| Activity |
Extract the line that contains "Place one point on every instance of the raised" and every line after it to the end of the records below, exactly as written and nothing else.

:: Data to process ::

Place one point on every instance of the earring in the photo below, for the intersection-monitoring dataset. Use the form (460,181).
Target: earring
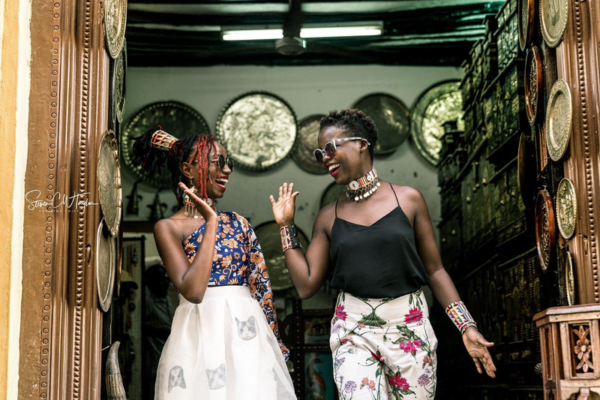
(190,207)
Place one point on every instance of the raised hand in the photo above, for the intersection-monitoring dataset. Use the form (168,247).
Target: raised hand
(285,206)
(477,347)
(203,208)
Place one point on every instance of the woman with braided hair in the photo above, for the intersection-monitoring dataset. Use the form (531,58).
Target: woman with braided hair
(224,342)
(380,242)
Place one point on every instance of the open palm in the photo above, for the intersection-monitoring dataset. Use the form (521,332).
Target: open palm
(285,206)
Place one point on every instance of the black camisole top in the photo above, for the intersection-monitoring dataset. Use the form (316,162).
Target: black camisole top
(379,260)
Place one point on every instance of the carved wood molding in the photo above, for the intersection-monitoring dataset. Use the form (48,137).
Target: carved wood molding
(577,61)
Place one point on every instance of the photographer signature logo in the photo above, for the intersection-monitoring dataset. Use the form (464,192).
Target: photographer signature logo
(72,203)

:::

| Result of the exercise |
Place one point on every instance of the raised hand in the photo above, for the intersection-monitoring dataset. Use the form (168,247).
Target: raised hand
(285,206)
(477,347)
(203,208)
Place one point on every instance of the woman with braided hair in the photo above, for the intersection-monitoring dataset. Use the form (531,58).
Target: woman with braided hair
(224,342)
(380,242)
Place one point on every instance of the open palm in the photo above, for the intersection-monitoring dataset. Use the form (521,332).
Target: open palm
(285,206)
Place one point on every instance of the black camisole top in the photo above, for the intersection-monitoring dataset. Use the form (316,162).
Target: black camisole top
(379,260)
Place one point on every instance of the carved wood molding in the photo above, for the intersection-monitoring dataset. Use the form (48,137).
Target: carved wood molding
(577,61)
Place one point on every instance of the photographer signature logo in the photo above, for the intersection-monitoring dataset. Use the form (464,192).
Target: photographer signature logo
(72,203)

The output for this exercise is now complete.